EXERCISE:
Reproduce verbatim the lines of the items from the line containing "the white and" through the line containing "<point>748,449</point>", including both of those lines.

Stored records:
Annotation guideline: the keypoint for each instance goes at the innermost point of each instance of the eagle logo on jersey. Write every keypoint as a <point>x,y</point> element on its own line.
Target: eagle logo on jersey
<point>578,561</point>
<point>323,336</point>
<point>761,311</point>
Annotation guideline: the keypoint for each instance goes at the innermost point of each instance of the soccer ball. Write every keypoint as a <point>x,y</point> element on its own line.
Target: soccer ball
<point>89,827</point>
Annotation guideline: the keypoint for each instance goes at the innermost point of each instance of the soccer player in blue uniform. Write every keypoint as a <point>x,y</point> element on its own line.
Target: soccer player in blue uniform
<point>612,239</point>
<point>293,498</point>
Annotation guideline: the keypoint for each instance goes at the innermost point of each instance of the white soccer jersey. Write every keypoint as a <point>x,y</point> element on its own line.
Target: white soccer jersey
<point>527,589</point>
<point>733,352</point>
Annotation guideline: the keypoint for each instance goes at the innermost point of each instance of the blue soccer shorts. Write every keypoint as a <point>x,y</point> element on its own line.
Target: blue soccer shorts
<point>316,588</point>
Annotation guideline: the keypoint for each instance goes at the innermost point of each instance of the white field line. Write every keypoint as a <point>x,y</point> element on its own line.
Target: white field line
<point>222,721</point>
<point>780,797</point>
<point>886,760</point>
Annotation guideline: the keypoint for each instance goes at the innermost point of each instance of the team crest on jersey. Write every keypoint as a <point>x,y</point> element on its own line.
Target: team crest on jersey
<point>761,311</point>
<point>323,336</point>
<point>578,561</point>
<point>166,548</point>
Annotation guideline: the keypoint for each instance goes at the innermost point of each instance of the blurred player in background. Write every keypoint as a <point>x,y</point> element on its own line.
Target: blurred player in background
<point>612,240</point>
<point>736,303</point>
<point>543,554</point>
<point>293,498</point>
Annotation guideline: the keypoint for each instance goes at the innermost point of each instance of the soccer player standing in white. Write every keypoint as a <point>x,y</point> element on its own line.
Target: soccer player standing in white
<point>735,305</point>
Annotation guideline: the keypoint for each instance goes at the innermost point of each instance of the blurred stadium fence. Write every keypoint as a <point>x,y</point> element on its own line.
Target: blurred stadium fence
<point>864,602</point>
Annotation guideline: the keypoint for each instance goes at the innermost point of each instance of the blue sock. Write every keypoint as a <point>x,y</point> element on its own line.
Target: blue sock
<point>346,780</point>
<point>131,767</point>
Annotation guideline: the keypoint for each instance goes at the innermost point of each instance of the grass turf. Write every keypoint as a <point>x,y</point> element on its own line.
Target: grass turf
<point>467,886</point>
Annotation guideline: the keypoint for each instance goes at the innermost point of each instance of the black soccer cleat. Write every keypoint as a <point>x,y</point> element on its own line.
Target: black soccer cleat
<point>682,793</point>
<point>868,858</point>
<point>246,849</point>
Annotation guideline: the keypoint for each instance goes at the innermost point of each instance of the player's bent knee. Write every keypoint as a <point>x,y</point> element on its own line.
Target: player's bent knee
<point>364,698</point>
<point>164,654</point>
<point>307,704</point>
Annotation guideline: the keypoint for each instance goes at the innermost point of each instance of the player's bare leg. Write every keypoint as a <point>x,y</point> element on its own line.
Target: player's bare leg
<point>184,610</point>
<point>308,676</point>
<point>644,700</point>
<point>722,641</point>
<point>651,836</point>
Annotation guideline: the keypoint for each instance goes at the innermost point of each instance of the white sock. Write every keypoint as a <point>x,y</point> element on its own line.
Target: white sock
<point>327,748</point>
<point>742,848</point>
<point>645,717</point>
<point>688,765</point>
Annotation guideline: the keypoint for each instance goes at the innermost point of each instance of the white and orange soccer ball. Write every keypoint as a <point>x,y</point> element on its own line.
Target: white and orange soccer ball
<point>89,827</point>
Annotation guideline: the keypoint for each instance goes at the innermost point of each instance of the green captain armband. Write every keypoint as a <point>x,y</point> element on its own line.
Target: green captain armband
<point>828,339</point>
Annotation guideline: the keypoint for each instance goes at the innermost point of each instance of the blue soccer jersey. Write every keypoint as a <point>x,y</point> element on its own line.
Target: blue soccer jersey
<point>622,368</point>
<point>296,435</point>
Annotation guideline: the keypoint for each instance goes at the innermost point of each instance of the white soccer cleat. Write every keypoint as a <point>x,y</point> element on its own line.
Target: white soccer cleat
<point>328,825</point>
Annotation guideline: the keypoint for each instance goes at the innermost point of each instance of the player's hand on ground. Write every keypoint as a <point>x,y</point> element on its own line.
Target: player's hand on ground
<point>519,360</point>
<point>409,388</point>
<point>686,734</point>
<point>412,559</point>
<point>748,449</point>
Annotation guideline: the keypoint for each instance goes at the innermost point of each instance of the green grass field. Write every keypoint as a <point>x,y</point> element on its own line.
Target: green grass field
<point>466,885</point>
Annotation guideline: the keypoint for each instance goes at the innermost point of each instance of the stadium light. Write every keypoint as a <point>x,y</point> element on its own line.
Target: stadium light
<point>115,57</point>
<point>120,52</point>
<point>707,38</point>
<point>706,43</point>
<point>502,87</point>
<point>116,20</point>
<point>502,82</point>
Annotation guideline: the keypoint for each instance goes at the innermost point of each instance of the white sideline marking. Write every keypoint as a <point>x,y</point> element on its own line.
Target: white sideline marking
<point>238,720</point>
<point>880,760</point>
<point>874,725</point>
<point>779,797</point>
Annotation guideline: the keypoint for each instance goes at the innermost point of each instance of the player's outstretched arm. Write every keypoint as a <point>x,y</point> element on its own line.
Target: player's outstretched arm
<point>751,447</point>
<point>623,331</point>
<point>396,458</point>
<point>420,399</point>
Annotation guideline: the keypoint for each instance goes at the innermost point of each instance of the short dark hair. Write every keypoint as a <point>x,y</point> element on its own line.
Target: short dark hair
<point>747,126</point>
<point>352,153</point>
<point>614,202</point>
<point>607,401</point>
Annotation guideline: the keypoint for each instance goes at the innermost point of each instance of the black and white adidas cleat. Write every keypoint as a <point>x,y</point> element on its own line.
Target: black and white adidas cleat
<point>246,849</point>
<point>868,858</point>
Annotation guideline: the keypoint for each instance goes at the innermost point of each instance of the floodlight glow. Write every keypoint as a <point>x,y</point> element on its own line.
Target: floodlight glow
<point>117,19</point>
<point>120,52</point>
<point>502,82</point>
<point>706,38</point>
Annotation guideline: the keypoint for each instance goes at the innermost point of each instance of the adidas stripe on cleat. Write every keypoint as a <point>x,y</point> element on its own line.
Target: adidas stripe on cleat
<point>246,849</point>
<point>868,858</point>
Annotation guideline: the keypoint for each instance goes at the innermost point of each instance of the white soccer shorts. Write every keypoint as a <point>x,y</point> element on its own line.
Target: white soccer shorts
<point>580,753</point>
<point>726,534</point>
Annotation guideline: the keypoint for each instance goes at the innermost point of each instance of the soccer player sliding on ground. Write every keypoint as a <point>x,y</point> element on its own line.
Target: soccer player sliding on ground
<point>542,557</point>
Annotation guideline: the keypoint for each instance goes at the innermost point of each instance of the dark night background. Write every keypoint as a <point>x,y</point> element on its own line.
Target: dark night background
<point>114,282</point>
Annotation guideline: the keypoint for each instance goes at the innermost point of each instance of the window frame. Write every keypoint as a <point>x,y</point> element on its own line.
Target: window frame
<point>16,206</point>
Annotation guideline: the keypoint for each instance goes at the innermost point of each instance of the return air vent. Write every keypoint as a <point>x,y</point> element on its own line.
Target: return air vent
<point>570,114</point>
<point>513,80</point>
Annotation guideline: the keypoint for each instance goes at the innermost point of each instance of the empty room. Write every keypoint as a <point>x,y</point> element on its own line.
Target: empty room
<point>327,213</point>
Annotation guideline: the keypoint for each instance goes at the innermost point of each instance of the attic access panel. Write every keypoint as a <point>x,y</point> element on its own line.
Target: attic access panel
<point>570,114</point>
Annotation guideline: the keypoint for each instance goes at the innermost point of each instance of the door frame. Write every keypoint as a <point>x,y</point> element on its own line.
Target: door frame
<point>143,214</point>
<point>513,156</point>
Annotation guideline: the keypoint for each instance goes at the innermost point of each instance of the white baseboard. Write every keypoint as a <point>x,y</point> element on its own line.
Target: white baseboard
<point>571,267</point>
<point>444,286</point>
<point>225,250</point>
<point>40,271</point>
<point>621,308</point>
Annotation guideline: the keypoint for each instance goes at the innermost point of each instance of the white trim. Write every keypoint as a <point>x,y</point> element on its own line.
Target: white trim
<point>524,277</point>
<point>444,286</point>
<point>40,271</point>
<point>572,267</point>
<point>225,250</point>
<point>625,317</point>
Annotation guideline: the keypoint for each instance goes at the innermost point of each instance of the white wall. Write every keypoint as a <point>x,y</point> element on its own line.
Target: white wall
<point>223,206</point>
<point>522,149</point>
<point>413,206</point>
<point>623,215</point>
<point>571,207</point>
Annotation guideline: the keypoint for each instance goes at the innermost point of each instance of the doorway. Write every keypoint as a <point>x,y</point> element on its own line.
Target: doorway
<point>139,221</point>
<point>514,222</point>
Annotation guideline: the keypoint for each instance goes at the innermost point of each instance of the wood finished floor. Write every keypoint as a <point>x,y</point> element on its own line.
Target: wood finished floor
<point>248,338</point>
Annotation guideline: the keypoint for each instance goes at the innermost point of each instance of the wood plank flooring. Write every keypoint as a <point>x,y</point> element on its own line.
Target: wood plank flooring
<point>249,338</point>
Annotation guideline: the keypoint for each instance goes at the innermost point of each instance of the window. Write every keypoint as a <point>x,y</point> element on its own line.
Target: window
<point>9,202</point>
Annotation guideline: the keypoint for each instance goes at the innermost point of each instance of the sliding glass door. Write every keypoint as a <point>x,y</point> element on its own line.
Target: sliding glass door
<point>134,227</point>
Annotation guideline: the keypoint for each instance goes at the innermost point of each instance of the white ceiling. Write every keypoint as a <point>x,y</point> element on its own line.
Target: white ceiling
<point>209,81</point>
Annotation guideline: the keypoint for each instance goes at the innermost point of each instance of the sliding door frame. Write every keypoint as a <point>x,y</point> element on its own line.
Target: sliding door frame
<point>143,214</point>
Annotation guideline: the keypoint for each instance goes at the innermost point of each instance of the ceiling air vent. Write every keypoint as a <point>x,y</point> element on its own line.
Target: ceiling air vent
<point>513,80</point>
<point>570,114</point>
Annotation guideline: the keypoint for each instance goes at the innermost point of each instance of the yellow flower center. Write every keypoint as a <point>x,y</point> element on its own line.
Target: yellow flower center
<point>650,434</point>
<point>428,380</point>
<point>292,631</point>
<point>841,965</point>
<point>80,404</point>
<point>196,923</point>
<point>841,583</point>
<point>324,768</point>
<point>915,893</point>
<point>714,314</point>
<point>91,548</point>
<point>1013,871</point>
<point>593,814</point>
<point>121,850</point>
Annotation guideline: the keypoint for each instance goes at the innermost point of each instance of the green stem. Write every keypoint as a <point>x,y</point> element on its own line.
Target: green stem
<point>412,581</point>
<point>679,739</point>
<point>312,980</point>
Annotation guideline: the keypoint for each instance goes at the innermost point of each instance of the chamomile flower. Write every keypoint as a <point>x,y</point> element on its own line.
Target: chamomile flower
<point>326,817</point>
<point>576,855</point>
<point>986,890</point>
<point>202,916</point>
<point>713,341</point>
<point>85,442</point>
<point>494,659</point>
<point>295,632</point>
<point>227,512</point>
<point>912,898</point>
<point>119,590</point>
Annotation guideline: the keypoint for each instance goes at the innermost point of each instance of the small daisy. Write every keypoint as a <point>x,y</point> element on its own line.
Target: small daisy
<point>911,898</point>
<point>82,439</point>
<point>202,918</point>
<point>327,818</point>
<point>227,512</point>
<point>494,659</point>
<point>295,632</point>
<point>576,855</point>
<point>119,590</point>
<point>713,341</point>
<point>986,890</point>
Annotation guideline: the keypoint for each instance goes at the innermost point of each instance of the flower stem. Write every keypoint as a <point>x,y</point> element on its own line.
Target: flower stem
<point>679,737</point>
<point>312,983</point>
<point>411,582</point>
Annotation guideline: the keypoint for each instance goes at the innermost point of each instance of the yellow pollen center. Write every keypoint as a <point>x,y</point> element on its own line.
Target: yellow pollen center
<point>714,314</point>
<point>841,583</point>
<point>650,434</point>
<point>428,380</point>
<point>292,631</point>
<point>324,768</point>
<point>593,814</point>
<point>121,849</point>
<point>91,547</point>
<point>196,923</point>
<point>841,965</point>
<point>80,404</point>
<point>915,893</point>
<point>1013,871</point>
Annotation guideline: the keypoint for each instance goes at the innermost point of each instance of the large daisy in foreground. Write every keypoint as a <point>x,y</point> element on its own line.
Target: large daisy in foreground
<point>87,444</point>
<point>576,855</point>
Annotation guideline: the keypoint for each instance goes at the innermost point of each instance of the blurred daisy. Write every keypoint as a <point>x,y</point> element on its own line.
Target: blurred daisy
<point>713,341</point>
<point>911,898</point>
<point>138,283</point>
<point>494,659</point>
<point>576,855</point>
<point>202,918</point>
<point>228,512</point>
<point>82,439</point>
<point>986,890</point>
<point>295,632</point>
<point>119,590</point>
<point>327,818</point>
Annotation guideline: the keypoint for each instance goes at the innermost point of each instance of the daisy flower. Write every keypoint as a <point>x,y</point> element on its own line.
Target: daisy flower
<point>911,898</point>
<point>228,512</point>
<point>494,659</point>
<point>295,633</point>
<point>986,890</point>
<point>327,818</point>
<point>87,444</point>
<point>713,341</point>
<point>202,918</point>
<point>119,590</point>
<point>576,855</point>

EXERCISE RESPONSE:
Annotation guideline: the keypoint for each instance goes at the innermost point of each instance of the white and orange soccer ball. Write every keypoint as a <point>x,y</point> element on its own line.
Target: white and orange soccer ball
<point>89,827</point>
Annotation guideline: the keypoint for each instance goes at the innermost point of each instance of the green captain armband. Write every keypoint as a <point>x,y</point> element on its own line.
Target: green captain armband
<point>828,339</point>
Annotation guideline: the keypoint for each instance goes at the innermost point of each instance of the blue soccer jersey. Write every keypoint as a <point>x,y</point> element on its own line.
Target: blue soccer jersey
<point>622,368</point>
<point>296,435</point>
Annotation guideline: the keypoint for each instance goes at the innermost point of each instance of the white soccer cleat. Write every keypoint as a <point>x,y</point> element on its own line.
Target: white soccer cleat
<point>328,825</point>
Annotation guideline: the keypoint for each instance goes at the innermost point of each instance of the player's hand on ground. Write every keypoint as a <point>x,y</point> element on its own line.
Target: player's hand on ground
<point>519,360</point>
<point>409,388</point>
<point>686,734</point>
<point>412,559</point>
<point>748,449</point>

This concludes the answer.